> [Zitierter Abschnitt]
□ □ □ □ □

Herpes genitalis (Genitalherpes)

Synonyme: Genitale Herpesinfektion, Genitalherpes, HSV-2-Infektion
Herpes genitalis, Genitalherpes

Beim Herpes genitalis oder Genitalherpes handelt es sich um eine ansteckende Viruserkrankung, die zu den weltweit häufigsten Geschlechtskrankheiten zählt. Man spricht in diesem Zusammenhang auch von einer STD (sexually transmitted disease), einer sexuell übertragbaren Krankheit, weil die Ansteckung fast ausschließlich durch ungeschützten Geschlechtsverkehr erfolgt (siehe Einzelheiten unter Ursachen).

Aus diesem Grund sind insbesondere sexuell aktive Menschen nach der Pubertät und im Erwachsenenalter von dieser Viruserkrankung betroffen. Darüber hinaus kann es während einer Schwangerschaft oder häufiger unter der Geburt zu einer Virusübertragung auf das Kind kommen – mit in beiden Fällen schwersten bis tödlich endenden Krankheitsverläufen.

□ □ □ □ □

> [Ausgangsdaten]
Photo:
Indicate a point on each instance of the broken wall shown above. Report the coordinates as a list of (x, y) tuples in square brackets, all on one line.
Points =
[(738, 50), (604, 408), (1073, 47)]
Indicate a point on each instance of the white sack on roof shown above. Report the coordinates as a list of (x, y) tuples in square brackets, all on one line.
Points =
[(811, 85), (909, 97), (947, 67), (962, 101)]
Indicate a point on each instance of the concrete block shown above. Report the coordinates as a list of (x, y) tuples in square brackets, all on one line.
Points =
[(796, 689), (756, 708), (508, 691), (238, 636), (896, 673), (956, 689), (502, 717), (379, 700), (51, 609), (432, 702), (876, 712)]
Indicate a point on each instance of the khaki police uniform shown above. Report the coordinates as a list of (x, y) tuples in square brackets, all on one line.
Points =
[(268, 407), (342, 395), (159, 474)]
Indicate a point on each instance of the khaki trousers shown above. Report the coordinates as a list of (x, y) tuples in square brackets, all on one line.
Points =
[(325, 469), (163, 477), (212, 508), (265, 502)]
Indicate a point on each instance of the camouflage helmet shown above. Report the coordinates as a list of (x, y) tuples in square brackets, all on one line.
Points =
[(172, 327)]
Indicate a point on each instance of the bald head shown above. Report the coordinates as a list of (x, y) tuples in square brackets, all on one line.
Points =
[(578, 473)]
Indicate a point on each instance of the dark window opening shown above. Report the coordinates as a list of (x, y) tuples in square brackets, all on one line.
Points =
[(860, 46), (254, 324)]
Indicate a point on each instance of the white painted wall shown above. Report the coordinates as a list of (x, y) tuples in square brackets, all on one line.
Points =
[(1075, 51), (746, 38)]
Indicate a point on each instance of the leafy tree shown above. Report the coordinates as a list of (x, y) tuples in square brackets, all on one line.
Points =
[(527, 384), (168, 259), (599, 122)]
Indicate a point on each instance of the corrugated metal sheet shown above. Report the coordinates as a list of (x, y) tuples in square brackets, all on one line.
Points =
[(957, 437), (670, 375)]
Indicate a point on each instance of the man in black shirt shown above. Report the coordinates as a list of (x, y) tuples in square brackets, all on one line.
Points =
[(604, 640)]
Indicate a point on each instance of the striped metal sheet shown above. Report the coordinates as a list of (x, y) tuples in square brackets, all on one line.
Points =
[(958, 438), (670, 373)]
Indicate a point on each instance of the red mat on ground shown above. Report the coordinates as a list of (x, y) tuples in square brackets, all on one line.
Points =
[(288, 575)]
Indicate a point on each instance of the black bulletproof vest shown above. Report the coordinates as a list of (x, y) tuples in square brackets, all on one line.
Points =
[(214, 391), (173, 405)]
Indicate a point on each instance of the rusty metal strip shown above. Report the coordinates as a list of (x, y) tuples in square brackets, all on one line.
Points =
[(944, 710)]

□ □ □ □ □

> [Arbeitsauftrag A] Fassen Sie im Text über Herpes genitalis den Absatz, der mit „Aus diesem Grund sind“ beginnt, kürzer und ohne Verlust seiner wesentlichen Fakten zusammen.
> [Arbeitsauftrag B] Entnehmen Sie dem Text über Herpes genitalis wörtlich die Stelle von „Herpes genitalis (Genitalherpes)“ bis „tödlich endenden Krankheitsverläufen.“.

> [Antwort A] Betroffen sind vor allem sexuell aktive Menschen nach der Pubertät und im Erwachsenenalter. Außerdem kann das Virus während der Schwangerschaft oder häufiger unter der Geburt auf das Kind übertragen werden, was in beiden Fällen zu schwersten bis tödlichen Krankheitsverläufen führt.

> [Antwort B]
Herpes genitalis (Genitalherpes)

Synonyme: Genitale Herpesinfektion, Genitalherpes, HSV-2-Infektion
Herpes genitalis, Genitalherpes

Beim Herpes genitalis oder Genitalherpes handelt es sich um eine ansteckende Viruserkrankung, die zu den weltweit häufigsten Geschlechtskrankheiten zählt. Man spricht in diesem Zusammenhang auch von einer STD (sexually transmitted disease), einer sexuell übertragbaren Krankheit, weil die Ansteckung fast ausschließlich durch ungeschützten Geschlechtsverkehr erfolgt (siehe Einzelheiten unter Ursachen).

Aus diesem Grund sind insbesondere sexuell aktive Menschen nach der Pubertät und im Erwachsenenalter von dieser Viruserkrankung betroffen. Darüber hinaus kann es während einer Schwangerschaft oder häufiger unter der Geburt zu einer Virusübertragung auf das Kind kommen – mit in beiden Fällen schwersten bis tödlich endenden Krankheitsverläufen.